◆ **文字要求 1**: 請將條目中從含有「If you could tag the sea」的那一行開始、一直到條目結尾的各行全部重新寫出，其中的請求也一併保留，並把答案裡的每個座標數值都平移，即加上64。

◆ **節選文字**:
════

當牛頓面臨萬有引力成因及對宇宙秩序進行解釋時,他給出了「上帝第一次推動」的答案;這位在歷史上知識的富有及思想的能力達到了人類最高水平的大科學家,最終卻拜倒在上帝的腳下。如果可以將有神論者歸入迷信之列,那麼牛頓屬於迷信還是理性呢?

在網路上我經常聽到或看到人們一本正經地討論著「如果地球爆炸,我們人類將會怎麼辦的問題」。最鼓舞人心的答案就是:「我們早就移民到其他星球上了」。其實,這個答案是科學家霍金某次演講中一句戲謔性玩笑,但不少人當了真,因為那是科學家說的話。我也偶爾會聽到一群城市邊緣的老太太們每逢初一、十五到廟裡去燒香時的閑談:「我上周沒來燒香,感冒得一塌糊塗。」燒香可以治感冒,這恐怕不是個別人的想法,特別是在農村。

滑稽的是,很多人覺得前者講的是科學是理性,而批評老太太迷信,因為我們大多數人是看標籤指物認事的。但假如要認起真來,恐怕後者比前者還要顯得靠譜一些,因為也就兩個星期就可以看到結果。傷風感冒,打針吃藥兩星期,不理不睬十五天(痊癒)。老太太燒了香是事實,感冒好了也是事實,並且一前一後發生在同一個人身上。儘管歸因有誤,但「燒香後感冒好了」起碼有這麼個事。前者認為科學家說的就是真的,後者則是搞不清因果關係,兩者認知的第二環節-——知性都沒達到,更別說理性了。

把信仰當成科學,這不是理性的表現,只是意圖的表現。我們很多的困惑即由此而生。科學與迷信,中國人連小孩子都知道是一對相反的概念,但身邊事哪些屬於科學哪些屬於迷信,我們分起類來的時侯常犯迷糊,因為帶了意圖。特別是那些已經大大超出常人知識水平的人,居然也犯常識錯誤,甚至是那些大名鼎鼎的科學家,也曾經公開寫文章說,「只要.....畝產幾萬斤糧是可能的。」「只要.....中醫是一定會被淘汰的。」

════

◆ **資料條目**:
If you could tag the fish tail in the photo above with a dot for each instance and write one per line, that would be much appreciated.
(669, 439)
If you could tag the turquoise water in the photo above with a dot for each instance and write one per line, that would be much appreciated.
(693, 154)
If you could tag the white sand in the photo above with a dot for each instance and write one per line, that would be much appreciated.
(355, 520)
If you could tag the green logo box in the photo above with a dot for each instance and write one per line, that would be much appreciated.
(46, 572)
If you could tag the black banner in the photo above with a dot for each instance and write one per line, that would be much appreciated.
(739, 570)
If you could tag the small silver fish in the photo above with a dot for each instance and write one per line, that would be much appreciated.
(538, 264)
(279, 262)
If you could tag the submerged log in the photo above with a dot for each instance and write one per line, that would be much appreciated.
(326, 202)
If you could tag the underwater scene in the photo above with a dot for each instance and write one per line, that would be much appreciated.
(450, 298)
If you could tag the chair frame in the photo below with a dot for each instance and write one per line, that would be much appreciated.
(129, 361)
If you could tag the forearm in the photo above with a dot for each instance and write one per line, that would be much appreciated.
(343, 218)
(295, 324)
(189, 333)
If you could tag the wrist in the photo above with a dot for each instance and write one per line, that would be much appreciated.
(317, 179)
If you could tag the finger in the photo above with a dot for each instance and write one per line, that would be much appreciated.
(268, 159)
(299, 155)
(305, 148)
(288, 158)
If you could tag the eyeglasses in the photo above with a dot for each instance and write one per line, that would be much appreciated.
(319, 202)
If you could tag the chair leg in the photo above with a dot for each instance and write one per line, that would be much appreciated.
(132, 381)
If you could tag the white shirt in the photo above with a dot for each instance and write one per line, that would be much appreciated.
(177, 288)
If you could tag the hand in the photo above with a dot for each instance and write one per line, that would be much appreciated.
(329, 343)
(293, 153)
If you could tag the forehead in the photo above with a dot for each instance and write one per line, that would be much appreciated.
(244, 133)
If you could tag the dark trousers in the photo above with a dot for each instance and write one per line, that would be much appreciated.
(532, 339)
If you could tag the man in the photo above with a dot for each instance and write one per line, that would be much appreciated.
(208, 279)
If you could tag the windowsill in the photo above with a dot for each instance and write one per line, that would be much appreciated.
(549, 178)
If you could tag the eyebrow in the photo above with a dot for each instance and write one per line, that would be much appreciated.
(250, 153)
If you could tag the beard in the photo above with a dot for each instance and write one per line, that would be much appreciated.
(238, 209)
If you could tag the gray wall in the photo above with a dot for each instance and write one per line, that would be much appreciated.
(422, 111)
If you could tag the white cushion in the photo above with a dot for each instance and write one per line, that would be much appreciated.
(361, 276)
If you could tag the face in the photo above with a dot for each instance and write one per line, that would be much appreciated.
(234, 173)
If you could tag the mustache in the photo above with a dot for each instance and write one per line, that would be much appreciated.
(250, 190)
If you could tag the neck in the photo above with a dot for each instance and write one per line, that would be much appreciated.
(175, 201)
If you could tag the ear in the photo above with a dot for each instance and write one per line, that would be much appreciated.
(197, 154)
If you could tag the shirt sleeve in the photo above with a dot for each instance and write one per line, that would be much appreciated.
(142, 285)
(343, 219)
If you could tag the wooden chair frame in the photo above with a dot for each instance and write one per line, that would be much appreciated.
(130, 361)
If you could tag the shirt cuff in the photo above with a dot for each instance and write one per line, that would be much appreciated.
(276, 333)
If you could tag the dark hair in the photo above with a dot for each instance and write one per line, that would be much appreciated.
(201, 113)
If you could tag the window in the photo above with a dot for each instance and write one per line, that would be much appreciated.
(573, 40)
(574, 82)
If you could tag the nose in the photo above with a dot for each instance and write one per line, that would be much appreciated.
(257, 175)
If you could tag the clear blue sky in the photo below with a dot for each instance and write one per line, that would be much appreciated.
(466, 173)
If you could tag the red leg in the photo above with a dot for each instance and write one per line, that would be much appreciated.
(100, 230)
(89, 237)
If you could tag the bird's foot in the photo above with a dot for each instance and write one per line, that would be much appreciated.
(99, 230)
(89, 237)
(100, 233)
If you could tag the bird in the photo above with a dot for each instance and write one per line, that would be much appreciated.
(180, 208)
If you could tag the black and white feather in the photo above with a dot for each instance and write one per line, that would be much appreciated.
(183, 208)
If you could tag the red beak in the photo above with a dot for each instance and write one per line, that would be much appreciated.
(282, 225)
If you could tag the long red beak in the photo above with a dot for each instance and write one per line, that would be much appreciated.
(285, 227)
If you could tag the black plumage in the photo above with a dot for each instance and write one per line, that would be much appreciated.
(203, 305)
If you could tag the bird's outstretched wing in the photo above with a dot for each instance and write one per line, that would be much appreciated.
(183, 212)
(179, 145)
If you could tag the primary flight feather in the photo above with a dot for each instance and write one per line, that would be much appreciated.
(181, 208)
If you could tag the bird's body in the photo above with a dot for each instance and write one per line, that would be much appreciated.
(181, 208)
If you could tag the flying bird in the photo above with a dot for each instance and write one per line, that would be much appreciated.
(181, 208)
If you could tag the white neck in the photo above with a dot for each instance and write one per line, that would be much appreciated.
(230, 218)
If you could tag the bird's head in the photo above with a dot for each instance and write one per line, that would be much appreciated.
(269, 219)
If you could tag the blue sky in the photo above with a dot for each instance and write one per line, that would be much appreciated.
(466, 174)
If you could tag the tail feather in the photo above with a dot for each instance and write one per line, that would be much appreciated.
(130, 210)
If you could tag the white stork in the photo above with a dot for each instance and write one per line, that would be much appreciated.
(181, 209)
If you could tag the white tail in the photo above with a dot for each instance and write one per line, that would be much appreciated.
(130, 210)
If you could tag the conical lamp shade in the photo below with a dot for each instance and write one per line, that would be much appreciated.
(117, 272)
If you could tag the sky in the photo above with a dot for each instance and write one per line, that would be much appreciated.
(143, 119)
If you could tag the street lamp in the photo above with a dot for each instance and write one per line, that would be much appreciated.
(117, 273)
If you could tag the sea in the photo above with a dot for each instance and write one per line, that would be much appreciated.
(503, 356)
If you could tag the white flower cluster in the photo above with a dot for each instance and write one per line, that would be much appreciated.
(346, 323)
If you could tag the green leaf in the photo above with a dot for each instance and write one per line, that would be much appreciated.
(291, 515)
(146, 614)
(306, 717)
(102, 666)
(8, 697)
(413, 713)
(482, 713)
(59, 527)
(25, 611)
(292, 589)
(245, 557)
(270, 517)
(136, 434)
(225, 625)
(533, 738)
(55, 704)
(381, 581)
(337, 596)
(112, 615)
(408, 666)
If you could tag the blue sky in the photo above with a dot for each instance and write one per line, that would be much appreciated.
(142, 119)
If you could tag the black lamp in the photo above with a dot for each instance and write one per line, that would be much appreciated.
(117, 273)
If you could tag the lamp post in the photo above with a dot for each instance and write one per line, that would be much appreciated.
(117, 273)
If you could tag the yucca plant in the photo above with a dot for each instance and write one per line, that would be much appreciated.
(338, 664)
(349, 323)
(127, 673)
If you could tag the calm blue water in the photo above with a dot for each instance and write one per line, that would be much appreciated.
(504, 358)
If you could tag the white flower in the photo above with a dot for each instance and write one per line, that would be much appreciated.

════

◆ **文字要求 2**: 請把上面那段談科學與迷信的節選，從「滑稽的是,很多人覺得前者講的」開始一直到「知性都沒達到,更別說理性了。」為止，一字不差地重新打出來。

◆ **正確答案 1**:
If you could tag the sea in the photo above with a dot for each instance and write one per line, that would be much appreciated.
(567, 420)
If you could tag the white flower cluster in the photo above with a dot for each instance and write one per line, that would be much appreciated.
(410, 387)
If you could tag the green leaf in the photo above with a dot for each instance and write one per line, that would be much appreciated.
(355, 579)
(210, 678)
(370, 781)
(166, 730)
(72, 761)
(477, 777)
(546, 777)
(123, 591)
(89, 675)
(356, 653)
(309, 621)
(334, 581)
(200, 498)
(289, 689)
(597, 802)
(119, 768)
(445, 645)
(401, 660)
(176, 679)
(472, 730)
If you could tag the blue sky in the photo above with a dot for each instance and write one per line, that would be much appreciated.
(206, 183)
If you could tag the black lamp in the photo above with a dot for each instance and write one per line, that would be much appreciated.
(181, 337)
If you could tag the lamp post in the photo above with a dot for each instance and write one per line, that would be much appreciated.
(181, 337)
If you could tag the yucca plant in the photo above with a dot for each instance and write one per line, that would be much appreciated.
(402, 728)
(413, 387)
(191, 737)
If you could tag the calm blue water in the photo above with a dot for each instance and write one per line, that would be much appreciated.
(568, 422)
If you could tag the white flower in the photo above with a dot for each instance and write one per line, that would be much appreciated.

◆ **正確答案 2**:
滑稽的是,很多人覺得前者講的是科學是理性,而批評老太太迷信,因為我們大多數人是看標籤指物認事的。但假如要認起真來,恐怕後者比前者還要顯得靠譜一些,因為也就兩個星期就可以看到結果。傷風感冒,打針吃藥兩星期,不理不睬十五天(痊癒)。老太太燒了香是事實,感冒好了也是事實,並且一前一後發生在同一個人身上。儘管歸因有誤,但「燒香後感冒好了」起碼有這麼個事。前者認為科學家說的就是真的,後者則是搞不清因果關係,兩者認知的第二環節-——知性都沒達到,更別說理性了。